### JOB
Copy the data below word for word, leaving out the pictures.

### MATERIAL FOR THE TASK

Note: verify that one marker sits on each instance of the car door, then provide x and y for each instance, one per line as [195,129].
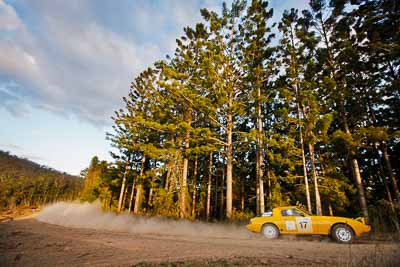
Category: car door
[295,222]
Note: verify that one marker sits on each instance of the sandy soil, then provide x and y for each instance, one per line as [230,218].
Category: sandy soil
[28,242]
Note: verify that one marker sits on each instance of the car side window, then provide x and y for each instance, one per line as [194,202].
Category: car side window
[290,212]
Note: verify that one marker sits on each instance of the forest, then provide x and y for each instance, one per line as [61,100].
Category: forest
[24,183]
[253,112]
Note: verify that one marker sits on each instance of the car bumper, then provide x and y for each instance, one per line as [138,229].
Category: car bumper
[253,227]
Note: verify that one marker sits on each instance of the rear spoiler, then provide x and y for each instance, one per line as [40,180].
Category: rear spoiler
[361,219]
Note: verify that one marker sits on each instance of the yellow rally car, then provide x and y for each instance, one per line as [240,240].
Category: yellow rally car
[294,220]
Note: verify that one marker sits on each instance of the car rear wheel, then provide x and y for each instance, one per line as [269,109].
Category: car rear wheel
[270,231]
[342,233]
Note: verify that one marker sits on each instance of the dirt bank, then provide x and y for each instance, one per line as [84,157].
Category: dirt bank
[29,242]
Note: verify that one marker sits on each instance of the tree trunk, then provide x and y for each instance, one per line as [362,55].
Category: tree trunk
[354,165]
[194,189]
[221,208]
[122,192]
[151,193]
[131,197]
[229,162]
[138,197]
[260,157]
[209,188]
[183,186]
[390,171]
[318,206]
[296,86]
[242,200]
[303,157]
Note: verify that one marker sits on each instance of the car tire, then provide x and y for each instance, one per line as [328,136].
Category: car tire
[270,231]
[342,233]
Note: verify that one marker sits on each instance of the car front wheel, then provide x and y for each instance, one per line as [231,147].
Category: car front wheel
[270,231]
[342,233]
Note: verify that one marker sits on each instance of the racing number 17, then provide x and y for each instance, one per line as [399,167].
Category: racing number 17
[303,225]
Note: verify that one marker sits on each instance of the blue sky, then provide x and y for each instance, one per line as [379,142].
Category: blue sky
[65,66]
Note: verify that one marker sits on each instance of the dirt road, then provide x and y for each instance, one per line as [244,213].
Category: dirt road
[28,242]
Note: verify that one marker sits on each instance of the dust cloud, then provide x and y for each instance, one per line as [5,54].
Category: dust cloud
[91,216]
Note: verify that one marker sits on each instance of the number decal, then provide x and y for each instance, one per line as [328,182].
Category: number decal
[304,224]
[290,225]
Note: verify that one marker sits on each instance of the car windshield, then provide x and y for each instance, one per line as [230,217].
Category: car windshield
[304,211]
[294,212]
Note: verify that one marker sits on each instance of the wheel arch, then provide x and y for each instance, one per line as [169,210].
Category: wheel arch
[338,223]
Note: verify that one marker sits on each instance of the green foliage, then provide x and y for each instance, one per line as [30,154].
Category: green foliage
[333,75]
[25,183]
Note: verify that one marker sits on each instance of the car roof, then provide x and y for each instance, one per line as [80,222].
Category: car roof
[286,207]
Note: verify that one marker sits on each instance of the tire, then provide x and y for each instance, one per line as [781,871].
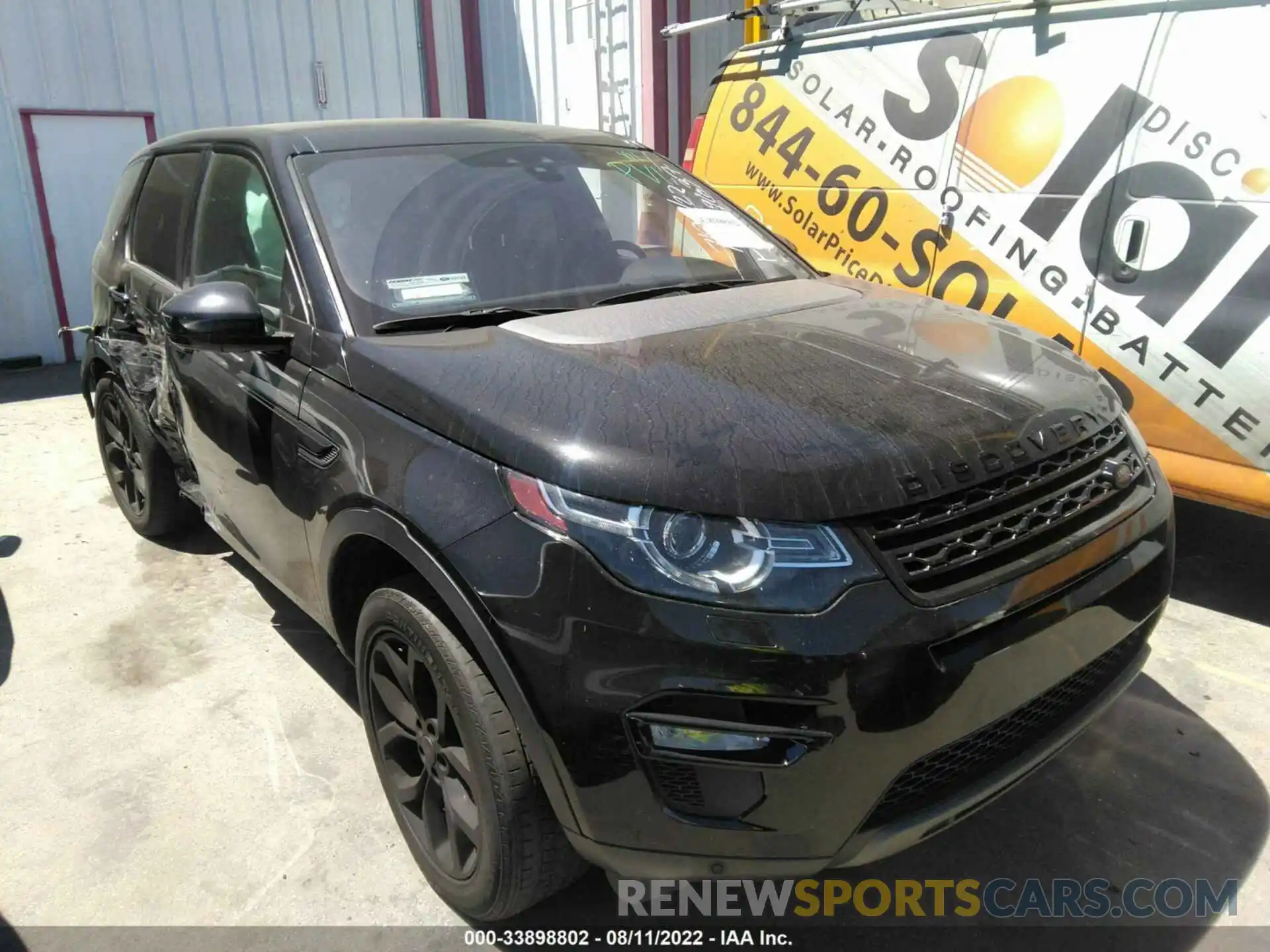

### REPLY TO THE TASK
Note: verify that one marker sits on each instance of the car door, then provide x and y for each instance, one per line as [195,129].
Category: car door
[295,222]
Note: verify that one marker sits on each instance of the sandy soil, then provide x and y for each instance, one per line as [230,218].
Category: sandy soil
[28,242]
Note: verify that one marker sits on each instance of the car side window, then provide x and y for each instance, one per line as [194,202].
Category: car side window
[290,212]
Note: verify that one marker sits on each instance of the forest, then provide x and y for each instance, one per line as [61,100].
Category: forest
[24,183]
[253,112]
Note: verify that one marker sits on each instance of the car bumper, then provide x and y for each instance, one per line as [138,229].
Category: car bumper
[253,227]
Note: verify that one marker sits on each instance of the rear spoiler, then provide x and y for each instance, one per line as [40,180].
Category: rear spoiler
[361,219]
Note: verify that one marker sits on each instance of the yellow rally car, then provide x and y for each instance, one per line as [240,240].
Category: yellow rally car
[294,220]
Note: verify that one marker sits on each instance of the car rear wheel, then provide x and y for each instance, one per line as [269,109].
Category: car rear wheel
[270,231]
[342,233]
Note: verify that one marker sits on each instance of the dirt bank, then provide x and y for each instance, one per line as [84,157].
Category: dirt bank
[29,242]
Note: verify that one marker sits on each instance of the tree trunk, then provide x and y for each instance, one per line as [362,55].
Category: tree trunk
[354,165]
[194,189]
[221,208]
[122,192]
[151,193]
[131,197]
[229,162]
[138,197]
[260,157]
[209,188]
[183,186]
[390,171]
[318,206]
[296,86]
[242,200]
[303,157]
Note: verify that one marker sits on each instance of the car tire, then provide x and y for each instance, one per line as [328,136].
Category: car tire
[270,231]
[342,233]
Note: verify that one marker sits on each instance of the car front wheel, then provide x and y for each instance, one per line as [231,147].
Category: car front wheel
[270,231]
[342,233]
Note: verify that one marker sits on each instance of the racing number 17, then provide x and y for each instance, one per line as [399,167].
Category: racing number 17
[303,225]
Note: verify that one marker sits on each instance of the blue sky, then provide x and y for each instance, one per line as [379,142].
Category: blue sky
[65,66]
Note: verify that one marker sits on each instance of the dirt road, then provide x and y for each instance, one per line as [244,213].
Category: dirt road
[28,242]
Note: verify that one marker sits on each instance of the dust cloud, then provide x and y for each instance, one per line as [5,54].
Category: dust cloud
[91,216]
Note: verify that one marker sits on each instance of the number decal, then provide x and y for each instance, one per line as [328,182].
Category: number decal
[304,224]
[290,225]
Note: verify that one marker sits on each instance of the car windshield, then provide x and y for each instance, one per line as [230,217].
Category: car windshield
[304,211]
[294,212]
Note: verify that one marker sits on each instance of the wheel arch, then provide x and y for each instance, one per line as [169,210].
Category: wheel arch
[338,223]
Note: verify that one marker sits on each instance of the green foliage, then provide x and y for each instance, one per line as [30,154].
Category: green foliage
[333,75]
[25,183]
Note: verify that one marker sits on each instance of the car roof, then provide x and y for each instance, one per line as [80,222].
Category: car roof
[286,207]
Note: verify that one marker sits on each instance of the tire, then provide x and y for each instance, one per line as [781,871].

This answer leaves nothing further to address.